╭─ Passage

My precious Sammy Boy. I miss you so much. You are everywhere I go, everywhere I look.
You have been beside me for almost 16 years and I dont know how I will do the rest of this life without you. Theres not words enough to say how much this hurts. Heartbroken, sad, depressing, tears, lots of tears, my life will never ever be the same.
You have been with me through so much, good times and bad. You have always been incredibly loyal and my best friend. When I decided to find you, I looked a long time before I said he's the one. I flew you from South Dakota to Tampa when you turned 9 weeks. I had to wait weeks to get you. The lady that had you thought I was crazy because every week I would ask her to photograph you from all sides on a newspaper with the date showing.
I knew I wanted you and wanted to make sure you weren't mixed up or if something had happened to you before I could get you, that another puppy would be send instead. I didn't want another puppy, I wanted you. That first second I saw you, curled up in the back of that cage, scared, I couldn't get that cage opened quick enough. The second I held you, I loved
I took you home and the next morning we were off to the vet to have you checked over. You had a clean bill of health and off to South Carolina we went for work. From that day on you traveled everywhere with me. You have seen and done more than most people have.
We have been best friends ever since. You have been one of the greatest gifts of my life. You have done more and seen more than most other dogs. You have flown all over the states with me, traveled everywhere with me, you have been on boats and slept in more hotels than most people have. You have played in oceans, lakes, creeks and ponds. You were the perfect travel companion.

╰─
╭─ Given entries

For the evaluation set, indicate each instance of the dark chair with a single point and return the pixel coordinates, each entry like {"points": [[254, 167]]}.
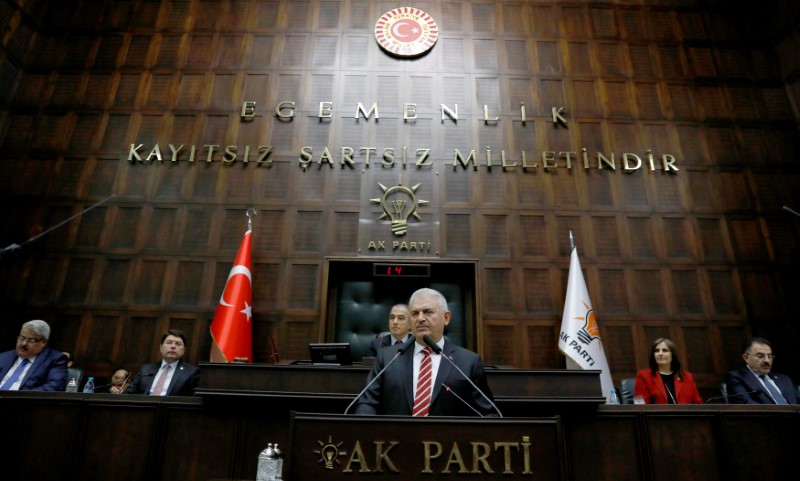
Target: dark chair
{"points": [[626, 389], [77, 374]]}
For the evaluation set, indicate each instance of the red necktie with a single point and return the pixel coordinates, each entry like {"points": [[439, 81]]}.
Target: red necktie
{"points": [[422, 399], [160, 383]]}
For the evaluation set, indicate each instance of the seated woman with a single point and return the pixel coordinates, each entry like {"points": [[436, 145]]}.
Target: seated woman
{"points": [[665, 382]]}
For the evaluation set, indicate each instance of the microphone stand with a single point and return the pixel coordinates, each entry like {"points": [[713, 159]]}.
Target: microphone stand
{"points": [[447, 388], [405, 347]]}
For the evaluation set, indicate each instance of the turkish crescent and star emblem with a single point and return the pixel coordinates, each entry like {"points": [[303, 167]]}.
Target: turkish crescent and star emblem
{"points": [[231, 329], [406, 31]]}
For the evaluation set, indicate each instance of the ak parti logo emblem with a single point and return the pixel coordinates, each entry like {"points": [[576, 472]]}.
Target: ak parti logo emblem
{"points": [[590, 330], [406, 32]]}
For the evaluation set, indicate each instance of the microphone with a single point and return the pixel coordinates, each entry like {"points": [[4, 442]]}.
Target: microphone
{"points": [[405, 347], [126, 381], [438, 350], [729, 396]]}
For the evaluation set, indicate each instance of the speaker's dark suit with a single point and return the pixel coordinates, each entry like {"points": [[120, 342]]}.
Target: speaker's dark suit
{"points": [[744, 388], [386, 340], [393, 392], [184, 380], [47, 373]]}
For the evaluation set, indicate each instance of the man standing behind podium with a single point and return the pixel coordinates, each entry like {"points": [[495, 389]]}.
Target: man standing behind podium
{"points": [[399, 329], [442, 390], [754, 383], [170, 377]]}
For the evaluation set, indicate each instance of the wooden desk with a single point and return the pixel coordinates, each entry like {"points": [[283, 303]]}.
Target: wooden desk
{"points": [[509, 386], [71, 437]]}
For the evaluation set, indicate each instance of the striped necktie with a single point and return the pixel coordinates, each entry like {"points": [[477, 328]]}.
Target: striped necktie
{"points": [[422, 399], [774, 393], [160, 383]]}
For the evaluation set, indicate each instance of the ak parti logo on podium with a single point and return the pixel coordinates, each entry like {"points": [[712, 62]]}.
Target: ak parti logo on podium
{"points": [[406, 32]]}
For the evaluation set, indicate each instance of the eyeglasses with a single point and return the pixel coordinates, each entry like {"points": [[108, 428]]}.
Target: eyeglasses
{"points": [[761, 356], [29, 340]]}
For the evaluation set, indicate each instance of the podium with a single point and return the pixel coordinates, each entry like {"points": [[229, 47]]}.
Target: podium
{"points": [[335, 447]]}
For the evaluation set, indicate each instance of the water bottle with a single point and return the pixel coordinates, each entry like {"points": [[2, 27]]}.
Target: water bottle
{"points": [[613, 398], [268, 462], [279, 468]]}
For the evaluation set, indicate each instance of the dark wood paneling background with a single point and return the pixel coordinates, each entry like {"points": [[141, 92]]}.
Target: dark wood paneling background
{"points": [[706, 257]]}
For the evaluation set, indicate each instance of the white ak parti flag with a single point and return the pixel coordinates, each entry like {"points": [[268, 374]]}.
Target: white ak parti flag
{"points": [[580, 335]]}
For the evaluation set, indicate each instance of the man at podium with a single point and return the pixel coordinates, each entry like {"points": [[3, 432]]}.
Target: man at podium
{"points": [[427, 375]]}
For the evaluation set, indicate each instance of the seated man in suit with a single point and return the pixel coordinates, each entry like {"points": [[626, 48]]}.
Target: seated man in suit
{"points": [[399, 329], [754, 383], [420, 382], [33, 366], [119, 382], [172, 376]]}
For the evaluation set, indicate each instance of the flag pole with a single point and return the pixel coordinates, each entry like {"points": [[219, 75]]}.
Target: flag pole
{"points": [[250, 213]]}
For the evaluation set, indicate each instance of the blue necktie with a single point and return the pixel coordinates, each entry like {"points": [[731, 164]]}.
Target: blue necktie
{"points": [[773, 391], [15, 375]]}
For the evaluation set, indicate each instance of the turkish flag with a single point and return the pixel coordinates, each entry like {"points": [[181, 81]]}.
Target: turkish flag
{"points": [[232, 327]]}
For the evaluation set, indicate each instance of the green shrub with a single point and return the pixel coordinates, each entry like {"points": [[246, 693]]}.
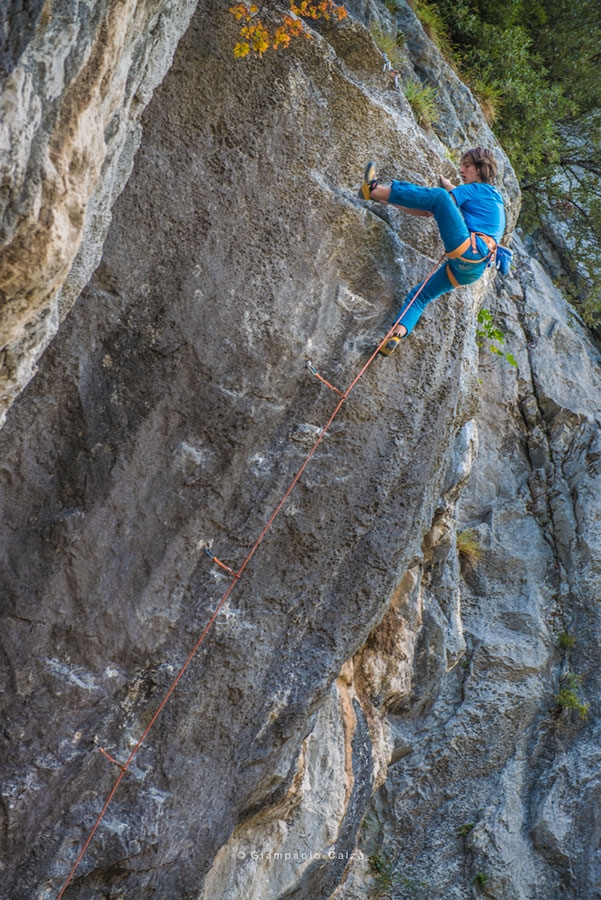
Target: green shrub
{"points": [[422, 99], [568, 696], [491, 337]]}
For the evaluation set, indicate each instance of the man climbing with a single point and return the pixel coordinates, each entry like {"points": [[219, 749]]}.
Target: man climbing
{"points": [[471, 221]]}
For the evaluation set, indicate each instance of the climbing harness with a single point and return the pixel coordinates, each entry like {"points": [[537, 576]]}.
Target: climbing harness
{"points": [[235, 575]]}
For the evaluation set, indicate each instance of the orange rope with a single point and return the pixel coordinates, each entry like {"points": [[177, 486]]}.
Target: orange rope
{"points": [[124, 768]]}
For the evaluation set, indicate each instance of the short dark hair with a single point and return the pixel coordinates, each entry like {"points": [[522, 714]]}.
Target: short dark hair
{"points": [[485, 163]]}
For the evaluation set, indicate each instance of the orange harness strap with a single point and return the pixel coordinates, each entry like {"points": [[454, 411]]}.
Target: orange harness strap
{"points": [[471, 242], [451, 277], [455, 254]]}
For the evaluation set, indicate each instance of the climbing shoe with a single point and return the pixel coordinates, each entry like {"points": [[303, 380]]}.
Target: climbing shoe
{"points": [[391, 344], [370, 181]]}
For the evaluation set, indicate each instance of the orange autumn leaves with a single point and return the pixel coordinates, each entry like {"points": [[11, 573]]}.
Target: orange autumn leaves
{"points": [[257, 37]]}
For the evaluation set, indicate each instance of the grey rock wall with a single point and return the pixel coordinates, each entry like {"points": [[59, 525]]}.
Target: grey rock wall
{"points": [[357, 655], [74, 81]]}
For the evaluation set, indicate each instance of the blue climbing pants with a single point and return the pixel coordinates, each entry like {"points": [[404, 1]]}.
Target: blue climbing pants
{"points": [[453, 232]]}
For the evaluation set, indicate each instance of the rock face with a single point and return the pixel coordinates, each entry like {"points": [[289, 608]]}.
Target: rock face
{"points": [[363, 663], [75, 79]]}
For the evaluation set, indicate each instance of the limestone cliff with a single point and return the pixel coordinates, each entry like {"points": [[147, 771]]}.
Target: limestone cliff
{"points": [[371, 697]]}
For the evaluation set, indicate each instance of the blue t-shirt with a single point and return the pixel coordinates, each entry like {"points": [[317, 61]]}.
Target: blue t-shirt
{"points": [[482, 207]]}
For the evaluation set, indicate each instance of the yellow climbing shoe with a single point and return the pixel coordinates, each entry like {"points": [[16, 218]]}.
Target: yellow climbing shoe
{"points": [[391, 344], [370, 180]]}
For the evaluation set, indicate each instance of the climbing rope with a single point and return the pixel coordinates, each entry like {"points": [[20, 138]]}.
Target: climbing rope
{"points": [[124, 767]]}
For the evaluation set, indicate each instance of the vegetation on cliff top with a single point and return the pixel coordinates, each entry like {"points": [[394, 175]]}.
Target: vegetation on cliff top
{"points": [[535, 67]]}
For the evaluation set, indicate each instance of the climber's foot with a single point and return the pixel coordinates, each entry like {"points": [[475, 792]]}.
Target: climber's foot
{"points": [[391, 344], [370, 181]]}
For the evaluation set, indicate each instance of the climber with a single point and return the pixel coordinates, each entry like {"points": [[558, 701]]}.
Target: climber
{"points": [[471, 221]]}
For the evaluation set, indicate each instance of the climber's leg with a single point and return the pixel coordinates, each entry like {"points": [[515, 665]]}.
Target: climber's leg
{"points": [[437, 201], [439, 283]]}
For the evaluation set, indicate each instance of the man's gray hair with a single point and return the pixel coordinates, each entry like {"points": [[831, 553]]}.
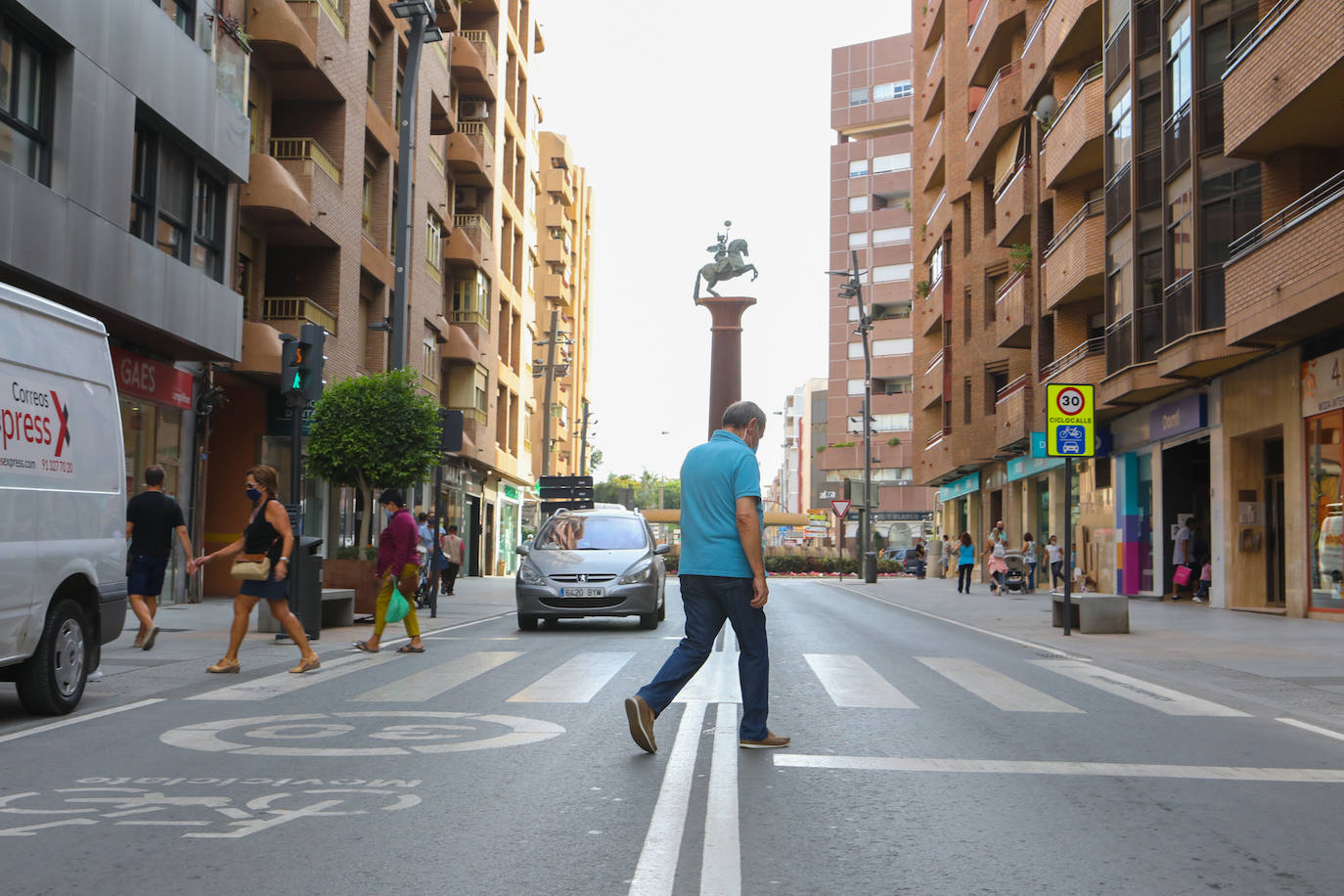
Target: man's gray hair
{"points": [[739, 414]]}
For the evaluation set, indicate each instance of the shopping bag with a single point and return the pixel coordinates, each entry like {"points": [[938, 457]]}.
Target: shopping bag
{"points": [[397, 606]]}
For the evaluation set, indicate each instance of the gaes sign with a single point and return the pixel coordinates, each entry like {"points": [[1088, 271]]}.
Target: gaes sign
{"points": [[1070, 416]]}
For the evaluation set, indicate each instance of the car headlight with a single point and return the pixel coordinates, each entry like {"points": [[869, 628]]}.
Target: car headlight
{"points": [[639, 574], [527, 574]]}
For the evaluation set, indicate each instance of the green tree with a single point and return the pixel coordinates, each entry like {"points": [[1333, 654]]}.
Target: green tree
{"points": [[377, 430]]}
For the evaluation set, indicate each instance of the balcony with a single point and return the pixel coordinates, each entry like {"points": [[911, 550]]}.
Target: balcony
{"points": [[470, 155], [1000, 111], [1013, 313], [291, 312], [1073, 146], [989, 43], [1012, 416], [470, 241], [1013, 203], [1283, 81], [1285, 277], [1074, 262]]}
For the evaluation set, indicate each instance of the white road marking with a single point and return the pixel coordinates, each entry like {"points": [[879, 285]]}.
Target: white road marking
{"points": [[1312, 729], [656, 870], [1174, 702], [721, 864], [284, 683], [995, 687], [1085, 769], [854, 683], [577, 680], [75, 720], [433, 681]]}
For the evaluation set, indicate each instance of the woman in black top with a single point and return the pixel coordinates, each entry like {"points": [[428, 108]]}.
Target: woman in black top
{"points": [[268, 532]]}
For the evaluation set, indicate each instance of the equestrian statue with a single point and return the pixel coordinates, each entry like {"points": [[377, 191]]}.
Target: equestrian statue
{"points": [[726, 265]]}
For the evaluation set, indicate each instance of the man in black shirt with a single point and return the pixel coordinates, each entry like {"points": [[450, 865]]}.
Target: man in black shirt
{"points": [[151, 520]]}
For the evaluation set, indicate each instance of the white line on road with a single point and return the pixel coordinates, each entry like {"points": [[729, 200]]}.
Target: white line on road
{"points": [[1086, 769], [995, 687], [75, 720], [721, 866], [577, 680], [854, 683], [435, 680], [656, 870], [1174, 702]]}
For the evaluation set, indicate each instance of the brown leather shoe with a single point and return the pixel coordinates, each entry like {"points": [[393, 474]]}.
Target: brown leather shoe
{"points": [[640, 716], [770, 741]]}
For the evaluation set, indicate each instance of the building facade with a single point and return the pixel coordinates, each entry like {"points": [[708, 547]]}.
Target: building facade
{"points": [[872, 87], [1109, 195]]}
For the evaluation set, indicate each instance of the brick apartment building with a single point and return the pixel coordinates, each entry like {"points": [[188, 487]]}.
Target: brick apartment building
{"points": [[872, 214], [1145, 197]]}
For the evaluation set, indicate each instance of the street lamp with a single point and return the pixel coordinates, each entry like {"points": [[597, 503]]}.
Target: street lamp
{"points": [[854, 289], [423, 31]]}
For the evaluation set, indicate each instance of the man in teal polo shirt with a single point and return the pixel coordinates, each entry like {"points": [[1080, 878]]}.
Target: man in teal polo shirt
{"points": [[722, 576]]}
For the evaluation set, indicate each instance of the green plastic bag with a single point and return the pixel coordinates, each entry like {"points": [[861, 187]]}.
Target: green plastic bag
{"points": [[397, 606]]}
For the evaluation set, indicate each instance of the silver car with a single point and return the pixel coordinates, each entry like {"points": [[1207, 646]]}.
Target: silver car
{"points": [[592, 563]]}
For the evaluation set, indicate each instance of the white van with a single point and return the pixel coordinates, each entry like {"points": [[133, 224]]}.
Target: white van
{"points": [[62, 501]]}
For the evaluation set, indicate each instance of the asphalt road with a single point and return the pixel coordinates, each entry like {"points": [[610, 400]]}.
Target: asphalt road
{"points": [[926, 758]]}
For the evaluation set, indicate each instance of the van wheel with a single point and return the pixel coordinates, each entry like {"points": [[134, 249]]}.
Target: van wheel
{"points": [[53, 680]]}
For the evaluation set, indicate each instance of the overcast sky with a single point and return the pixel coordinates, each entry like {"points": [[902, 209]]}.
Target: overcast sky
{"points": [[687, 114]]}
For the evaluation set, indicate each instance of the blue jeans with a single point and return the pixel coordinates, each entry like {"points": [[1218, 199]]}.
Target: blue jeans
{"points": [[710, 600]]}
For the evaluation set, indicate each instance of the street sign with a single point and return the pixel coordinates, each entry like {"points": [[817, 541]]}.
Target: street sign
{"points": [[1070, 417]]}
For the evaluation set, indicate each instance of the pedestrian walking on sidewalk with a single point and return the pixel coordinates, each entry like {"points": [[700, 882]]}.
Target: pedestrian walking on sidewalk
{"points": [[268, 533], [1055, 555], [965, 563], [397, 558], [722, 576], [152, 518]]}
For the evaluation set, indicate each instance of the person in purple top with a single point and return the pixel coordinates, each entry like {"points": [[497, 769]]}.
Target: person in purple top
{"points": [[395, 559]]}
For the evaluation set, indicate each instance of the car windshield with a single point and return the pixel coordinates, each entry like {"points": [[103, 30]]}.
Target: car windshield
{"points": [[575, 532]]}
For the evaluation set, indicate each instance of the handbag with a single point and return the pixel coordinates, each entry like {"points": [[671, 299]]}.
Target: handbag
{"points": [[250, 567]]}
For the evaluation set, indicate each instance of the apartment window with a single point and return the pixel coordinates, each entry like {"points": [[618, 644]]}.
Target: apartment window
{"points": [[891, 90], [891, 236], [25, 92], [887, 164]]}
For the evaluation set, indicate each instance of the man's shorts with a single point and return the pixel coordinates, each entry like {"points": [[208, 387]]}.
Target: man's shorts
{"points": [[147, 576]]}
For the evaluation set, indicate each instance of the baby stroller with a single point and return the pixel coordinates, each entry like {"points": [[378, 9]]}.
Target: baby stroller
{"points": [[1015, 579]]}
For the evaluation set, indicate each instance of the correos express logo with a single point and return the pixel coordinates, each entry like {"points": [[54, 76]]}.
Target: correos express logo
{"points": [[35, 430]]}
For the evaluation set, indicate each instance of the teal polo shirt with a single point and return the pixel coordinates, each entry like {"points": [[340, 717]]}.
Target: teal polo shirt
{"points": [[714, 475]]}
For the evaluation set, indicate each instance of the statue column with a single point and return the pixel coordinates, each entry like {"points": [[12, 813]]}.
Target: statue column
{"points": [[725, 352]]}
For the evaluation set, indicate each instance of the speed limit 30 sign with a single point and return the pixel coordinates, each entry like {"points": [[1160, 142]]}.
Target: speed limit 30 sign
{"points": [[1070, 417]]}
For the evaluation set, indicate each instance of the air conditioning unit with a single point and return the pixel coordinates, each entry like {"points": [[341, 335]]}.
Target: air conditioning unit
{"points": [[473, 109]]}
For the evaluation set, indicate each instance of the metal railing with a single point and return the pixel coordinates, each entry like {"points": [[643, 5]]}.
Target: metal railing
{"points": [[1289, 216], [1277, 14], [304, 150], [1089, 209], [1095, 345]]}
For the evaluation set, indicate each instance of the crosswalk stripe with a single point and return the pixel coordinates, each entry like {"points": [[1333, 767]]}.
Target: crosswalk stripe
{"points": [[574, 681], [995, 687], [1174, 702], [435, 680], [285, 683], [854, 683]]}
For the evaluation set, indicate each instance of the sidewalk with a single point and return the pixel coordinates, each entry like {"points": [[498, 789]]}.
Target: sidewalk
{"points": [[1289, 665], [200, 632]]}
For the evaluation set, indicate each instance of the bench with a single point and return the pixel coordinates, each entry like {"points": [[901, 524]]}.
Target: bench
{"points": [[1093, 612], [337, 610]]}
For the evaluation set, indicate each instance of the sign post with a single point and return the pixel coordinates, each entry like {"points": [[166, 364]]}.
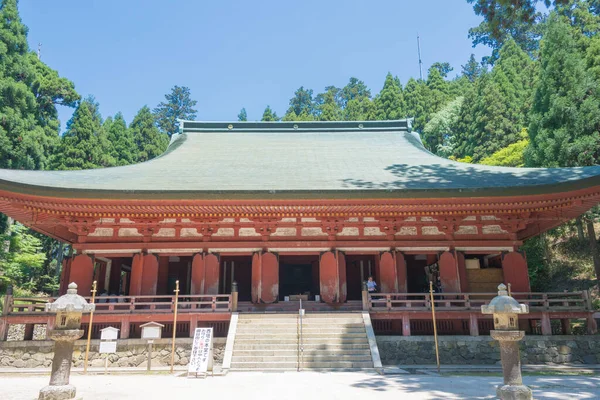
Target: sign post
{"points": [[201, 358], [151, 331], [108, 343]]}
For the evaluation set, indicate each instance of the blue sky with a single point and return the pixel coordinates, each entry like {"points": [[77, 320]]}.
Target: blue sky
{"points": [[235, 54]]}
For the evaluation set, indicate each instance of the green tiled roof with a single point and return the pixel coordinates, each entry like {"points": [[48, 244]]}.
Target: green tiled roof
{"points": [[297, 160]]}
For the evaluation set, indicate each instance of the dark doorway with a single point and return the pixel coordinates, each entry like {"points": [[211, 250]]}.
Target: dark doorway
{"points": [[238, 269], [358, 269], [415, 273], [298, 275]]}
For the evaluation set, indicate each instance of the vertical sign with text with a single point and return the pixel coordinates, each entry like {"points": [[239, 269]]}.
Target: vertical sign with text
{"points": [[199, 358]]}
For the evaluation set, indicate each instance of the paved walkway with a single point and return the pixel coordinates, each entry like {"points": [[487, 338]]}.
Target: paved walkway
{"points": [[301, 386]]}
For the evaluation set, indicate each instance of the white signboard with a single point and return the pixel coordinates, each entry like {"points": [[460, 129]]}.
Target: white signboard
{"points": [[151, 332], [109, 333], [108, 347], [201, 351]]}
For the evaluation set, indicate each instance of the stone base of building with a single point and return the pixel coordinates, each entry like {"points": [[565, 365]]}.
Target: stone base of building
{"points": [[483, 350], [130, 353], [514, 392], [63, 392]]}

╰─

— Written exercise A —
Can you reproduce the tribute to Sammy between "You have been with" and "the date showing.", inclusive?
— Written exercise B —
Which lines of the records contain the string "brick"? Return each such line in full.

— Expected output A —
You have been with me through so much, good times and bad. You have always been incredibly loyal and my best friend. When I decided to find you, I looked a long time before I said he's the one. I flew you from South Dakota to Tampa when you turned 9 weeks. I had to wait weeks to get you. The lady that had you thought I was crazy because every week I would ask her to photograph you from all sides on a newspaper with the date showing.

— Expected output B —
For the evaluation set, indicate each instance of the brick apartment building with a single point and return the pixel coordinates, each entry like {"points": [[188, 487]]}.
Target: brick apartment building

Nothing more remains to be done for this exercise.